### Activity
Extend the text on the MCAT and medical degree paths, beginning right after its final sentence.

### Document section
■ ■ ■ ■ ■ ■ ■
The MCAT test is a standardized, multiple choice exam that is administered in a period of four and a half hours. Before taking this test, it is advisable to review what will be on the exam and make sure you are well-versed in all the subject areas it covers. The skills and knowledge it tests include problem solving skills, critical thinking, fluency in social science concepts, and the knowledge needed to be able to study medicine effectively.

Become a Medical Doctor

In becoming a medical doctor, you have three options to choose between when it comes to deciding on the medical degree program that is right for you.

Get a Medical Degree (M.D.)

This focuses on the traditional diagnostic methods, as well as their treatments and medicinal therapies.

Become a Doctor of Osteopathic Medicine

This profession focuses on caring for and studying the musculoskeletal system of the human body.

Become a Doctor of Philosophy with a Medical Degree

Many schools offer a combination degree that allows you to obtain a M.D. and a Ph.D. This gives you two career path options, and offers increased financial support as well as fast tracking your ability to get a medical degree. This is because many schools offer a 3-year M.D. program for Ph.D. graduates.
■ ■ ■ ■ ■ ■ ■
### Collected data
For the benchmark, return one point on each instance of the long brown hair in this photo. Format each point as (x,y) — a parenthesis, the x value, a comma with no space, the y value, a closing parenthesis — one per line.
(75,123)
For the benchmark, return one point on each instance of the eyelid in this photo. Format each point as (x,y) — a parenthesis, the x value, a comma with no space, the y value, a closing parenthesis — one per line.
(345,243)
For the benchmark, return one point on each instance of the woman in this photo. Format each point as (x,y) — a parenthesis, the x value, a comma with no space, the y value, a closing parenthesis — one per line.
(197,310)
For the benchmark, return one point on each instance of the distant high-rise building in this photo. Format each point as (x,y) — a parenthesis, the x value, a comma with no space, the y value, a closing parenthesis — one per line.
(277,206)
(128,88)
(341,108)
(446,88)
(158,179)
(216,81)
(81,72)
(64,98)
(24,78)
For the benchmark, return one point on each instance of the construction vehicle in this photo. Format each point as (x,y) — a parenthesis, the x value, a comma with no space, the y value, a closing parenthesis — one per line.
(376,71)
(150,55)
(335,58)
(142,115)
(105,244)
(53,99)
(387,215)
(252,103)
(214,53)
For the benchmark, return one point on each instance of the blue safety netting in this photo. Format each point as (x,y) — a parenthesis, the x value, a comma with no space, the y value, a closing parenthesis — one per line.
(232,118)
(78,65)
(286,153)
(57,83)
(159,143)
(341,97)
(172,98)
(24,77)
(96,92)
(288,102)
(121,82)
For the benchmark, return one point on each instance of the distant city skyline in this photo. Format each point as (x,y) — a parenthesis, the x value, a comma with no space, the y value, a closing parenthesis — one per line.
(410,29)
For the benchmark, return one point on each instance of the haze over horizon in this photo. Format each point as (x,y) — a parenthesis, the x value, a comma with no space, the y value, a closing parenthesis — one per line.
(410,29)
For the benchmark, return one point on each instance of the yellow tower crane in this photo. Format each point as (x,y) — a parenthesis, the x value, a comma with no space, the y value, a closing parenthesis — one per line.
■ ■ ■ ■ ■ ■ ■
### Reply
Declare a Radiology Specialty

The third and fourth years of medical school involve clinical rotations. Early in the fourth year, you should have an opportunity to declare your specialty in radiology.

Pass the USMLE or the COMLEX

These tests stand for the United States Medical Licensing Exam (USMLE) and the Comprehensive Osteopathic Medical Licensing Exam (COMLEX). It is necessary for any aspiring radiologist to pass one of these exams to be capable of practicing their profession.

Complete a 4-Year Residency Program in Radiology

The United States is home to about 218 radiology residency programs, which offer around 890 positions annually.

Become Board Certified

In order to get certified, check the requirements on the American Board of Radiology’s website. Certification exam times are available there, as well as information to become Board Certified in your subspecialty of choice.

Get a Job

Once you have done all this, you’re ready to become a radiologist! You’re completely certified and ready to take on the job and begin helping people. The final thing you need to do is apply to jobs until you find one suited to you. It’s a good idea to look at public and private hospitals, as well as staffing agencies, medical groups, private practices, and teleradiology groups, to find a job opening.

At this point, you might think that your education is over, but actually, you’ll have to keep taking radiology courses in order to stay up to date on the latest technology and trends in the industry.

Start Helping People!

The last thing you need to do is start doing your job! Enjoy being a radiologist and the rewards that come with the job, including being able to help countless patients stay or get healthy!

Toni May works for a radiology CME company.

Wednesday, August 29, 2018

How To Read A Cervical Spine CT

Cervical spine imaging can be divided into traumatic and non-traumatic indications. This post will focus on trauma imaging, as the same ideas can be applied to non-traumatic cervical spines.

To assess the spine itself, start with the ABCDs.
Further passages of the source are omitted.